Report how many lines of the records below contain the string "blue". Give only the number.

— START INFORMATION SUPPLIED —

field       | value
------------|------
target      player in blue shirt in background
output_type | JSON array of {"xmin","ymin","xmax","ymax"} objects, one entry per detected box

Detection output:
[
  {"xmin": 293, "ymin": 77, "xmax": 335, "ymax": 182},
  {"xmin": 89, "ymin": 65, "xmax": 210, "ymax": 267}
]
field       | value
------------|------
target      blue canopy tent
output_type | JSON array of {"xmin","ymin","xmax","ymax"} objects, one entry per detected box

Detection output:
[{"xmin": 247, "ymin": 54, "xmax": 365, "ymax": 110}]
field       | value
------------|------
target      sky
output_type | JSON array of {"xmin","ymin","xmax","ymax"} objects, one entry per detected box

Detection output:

— END INFORMATION SUPPLIED —
— START INFORMATION SUPPLIED —

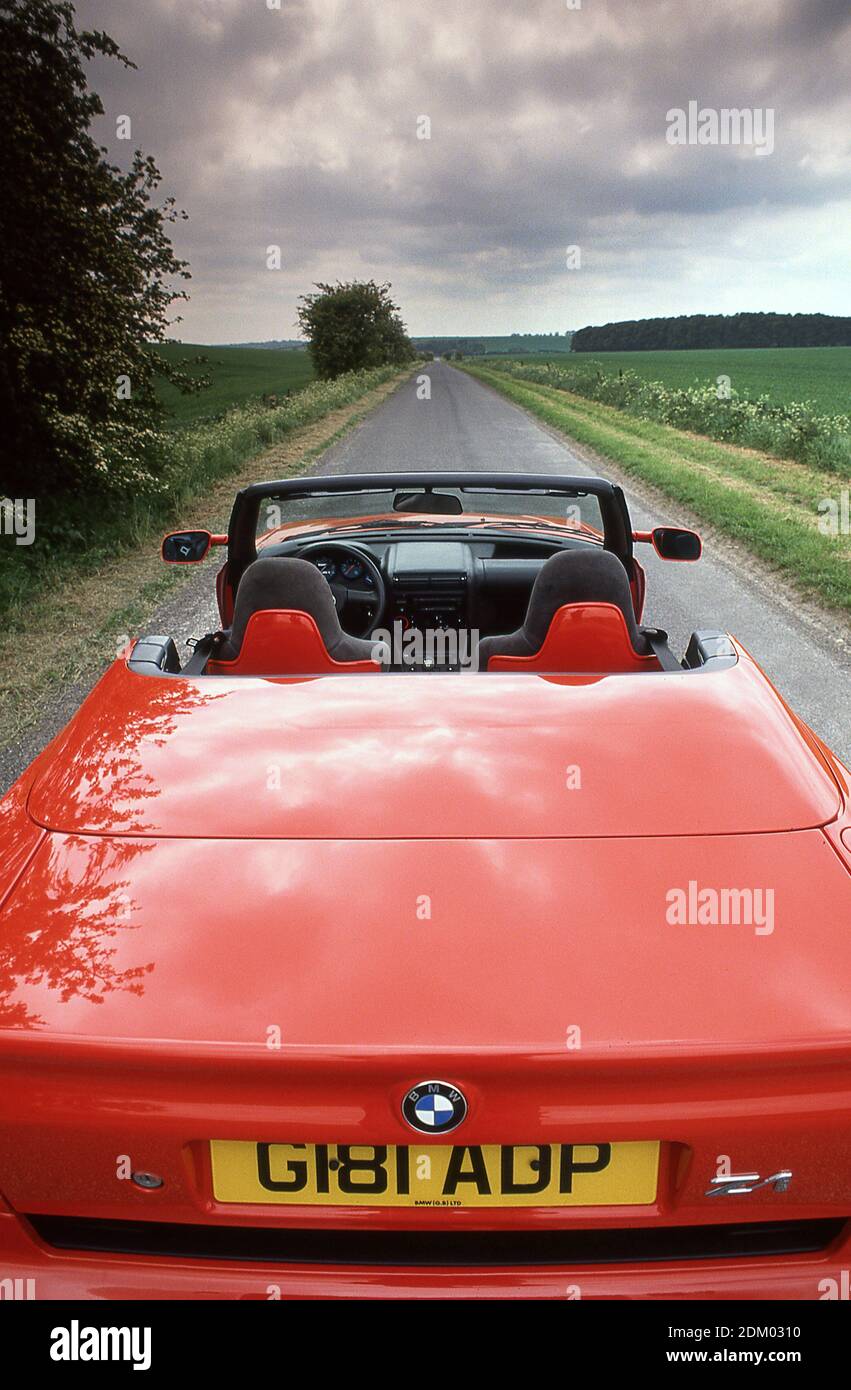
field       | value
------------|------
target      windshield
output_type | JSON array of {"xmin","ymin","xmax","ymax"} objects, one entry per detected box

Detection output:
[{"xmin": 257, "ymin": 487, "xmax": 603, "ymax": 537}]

— END INFORMATION SUPPLIED —
— START INFORMATION SUPPLIED —

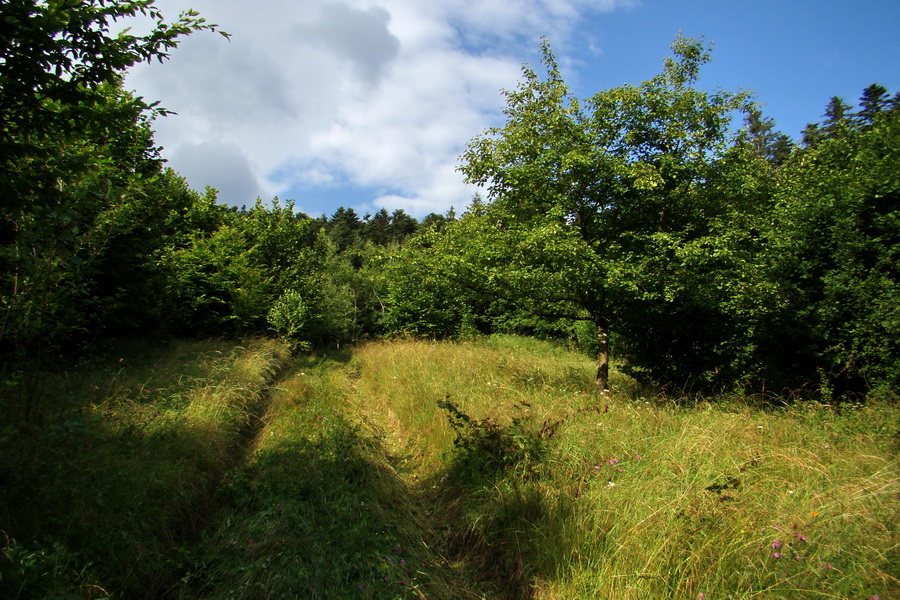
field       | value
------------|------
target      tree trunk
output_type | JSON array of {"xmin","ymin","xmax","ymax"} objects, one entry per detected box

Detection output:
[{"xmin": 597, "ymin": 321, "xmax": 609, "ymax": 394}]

— END INFORMATION SUPPLIED —

ANSWER TO THIS EXERCISE:
2